* WHAT NEEDS TO BE DONE: Output the full material exactly as it appears here.

[Source records]
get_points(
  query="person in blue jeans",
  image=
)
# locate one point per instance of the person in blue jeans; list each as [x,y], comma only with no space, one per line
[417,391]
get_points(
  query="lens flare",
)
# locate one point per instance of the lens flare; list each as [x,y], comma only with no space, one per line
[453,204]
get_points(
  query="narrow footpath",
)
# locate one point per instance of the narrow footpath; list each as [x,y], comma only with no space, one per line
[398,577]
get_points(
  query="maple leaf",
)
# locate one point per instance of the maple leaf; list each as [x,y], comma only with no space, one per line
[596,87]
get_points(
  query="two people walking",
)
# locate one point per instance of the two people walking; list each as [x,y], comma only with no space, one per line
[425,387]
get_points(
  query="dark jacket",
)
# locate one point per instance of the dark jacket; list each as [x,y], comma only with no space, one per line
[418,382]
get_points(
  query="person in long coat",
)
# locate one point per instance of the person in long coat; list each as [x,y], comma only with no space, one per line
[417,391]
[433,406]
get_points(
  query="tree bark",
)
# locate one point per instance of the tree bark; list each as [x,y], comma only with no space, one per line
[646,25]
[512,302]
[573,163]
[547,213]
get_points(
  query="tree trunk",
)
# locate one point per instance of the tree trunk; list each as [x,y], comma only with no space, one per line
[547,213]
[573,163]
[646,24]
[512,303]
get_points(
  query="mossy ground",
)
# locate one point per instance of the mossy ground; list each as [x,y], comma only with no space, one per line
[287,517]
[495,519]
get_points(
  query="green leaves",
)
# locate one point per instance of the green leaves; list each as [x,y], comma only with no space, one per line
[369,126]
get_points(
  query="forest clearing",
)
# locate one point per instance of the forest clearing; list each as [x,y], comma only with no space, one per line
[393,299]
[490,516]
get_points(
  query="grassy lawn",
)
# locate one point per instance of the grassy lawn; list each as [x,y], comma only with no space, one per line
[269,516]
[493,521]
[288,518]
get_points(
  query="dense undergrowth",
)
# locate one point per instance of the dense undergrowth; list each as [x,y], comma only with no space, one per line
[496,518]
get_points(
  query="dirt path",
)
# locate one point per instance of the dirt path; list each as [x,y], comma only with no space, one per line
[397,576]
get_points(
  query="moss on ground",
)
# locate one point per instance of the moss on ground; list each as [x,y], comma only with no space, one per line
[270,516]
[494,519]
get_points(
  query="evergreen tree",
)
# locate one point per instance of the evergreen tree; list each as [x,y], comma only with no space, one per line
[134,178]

* TASK ANSWER:
get_points(
  query="person in blue jeans",
  image=
)
# locate one point per instance of the person in blue jeans; list each as [x,y], comma only with no space, one per line
[417,391]
get_points(
  query="lens flare",
)
# locate one point per instance of the lens flare; list each as [x,y], comma only with no space, one per line
[453,204]
get_points(
  query="narrow footpath",
)
# locate one point per instance of the narrow footpath; list each as [x,y], comma only with no space, one per line
[398,577]
get_points(
  query="maple leaf",
)
# locate one point per instance of the maple leaf; list each as [x,y], comma only with no space, one per line
[596,87]
get_points(
  query="two people walking",
)
# locate one point per instance of the two people walking; list each as [x,y], comma only with no space, one per line
[425,387]
get_points(
  query="dark jacket",
)
# locate one point per instance of the dark jacket; list each as [x,y], comma only with no space, one per line
[418,382]
get_points(
  query="person in long coat",
)
# locate one point per instance of the person in long coat; list each as [x,y], comma only with no space, one per line
[417,391]
[433,406]
get_points(
  query="tree bark",
)
# locate one point per instance of the tree bark; list each as [x,y], comma only with no space, one per line
[646,25]
[512,302]
[573,163]
[547,213]
get_points(
  query="tree trunk",
)
# locate one point per instance of the tree trunk; list each as [x,y], comma only with no space, one per line
[547,213]
[573,163]
[646,24]
[512,303]
get_points(
  query="mossy ground",
)
# locate one point per instance of the mossy ground; list each as [x,y], comma only with no space, one per line
[287,517]
[495,519]
get_points(
  query="green leaves",
)
# locate one point per instance of the green leaves; list each as [x,y], comma only with no space, one per line
[369,126]
get_points(
  query="forest clearing",
)
# locate one point per instance of the forest clearing; list each as [x,y], comma only with no space, one per line
[393,299]
[490,516]
get_points(
  query="grassy lawn",
)
# locate one point per instance of the grassy lawn; list each as [x,y], comma only with no space, one per line
[269,516]
[493,521]
[288,518]
get_points(
  query="dense undergrowth",
)
# locate one point per instance of the dense undergrowth; list each as [x,y], comma only with no space, one per line
[496,518]
get_points(
  query="dirt path",
)
# locate one point per instance of the dirt path; list each as [x,y], comma only with no space, one per line
[397,576]
get_points(
  query="moss on ground",
)
# locate one point per instance of the moss on ground; list each as [x,y], comma only with no space, one per line
[270,516]
[494,519]
get_points(
  query="evergreen tree",
)
# locate one point per instance of the evergreen tree; list each as [x,y], comma only with no space, one per line
[134,178]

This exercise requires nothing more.